## Source extract
## BEGIN

Vince Gilligan has this odd way of making New Mexico look like an alien planet. The show and its characters are often locked into interchangeable suburban monotony, but shots like this give character to the stage for all this drama. It isn't Weeds or Law and Order, but something far more harsh, barren.


This is a nauseating follow-up to one of Season Four's most darkly comic images: Ted Beneke sliding headfirst into a counter and, presumably, dying. Except he didn't. Breaking Bad has an unmatched penchant for deriving horror from humor and humor from horror. The first exchange is demonstrated by the reveal of a completely ruined man, stuffed with metal and hooked up to machines...


...and the second exchange, by this sequence. You get about two seconds to laugh at this ridiculous turn of events before you realize how screwed Walt and Jesse actually are. The show derives absurdity from misfortune regularly, to the point where control simply becomes an illusion. The life of each character is ruled by chaos, a reality that none of them can confront. What do you think made Walt laugh so hard at the end of Crawl Space?


The superimposition of dark secrets on happy exteriors. This probably drives the "IS GUS GAY?!" question home a bit too hard, but it serves a more important purpose. Like Walt, Gustavo Fring was a man toying with forces that proved far greater than himself, and they devoured both him and the things that he cared for. It's a microcosmic representation of truths that Walt has spent five seasons learning the hard way.

## END

## Information supplied
## BEGIN

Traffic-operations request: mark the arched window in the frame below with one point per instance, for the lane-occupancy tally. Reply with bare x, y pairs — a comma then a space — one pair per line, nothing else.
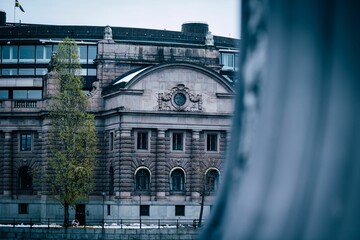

## END

## Exercise aim
Translate this sentence from the Breaking Bad commentary into Spanish: "Breaking Bad has an unmatched penchant for deriving horror from humor and humor from horror."

## Reply to the exercise
Breaking Bad tiene una inclinación sin igual por extraer horror del humor y humor del horror.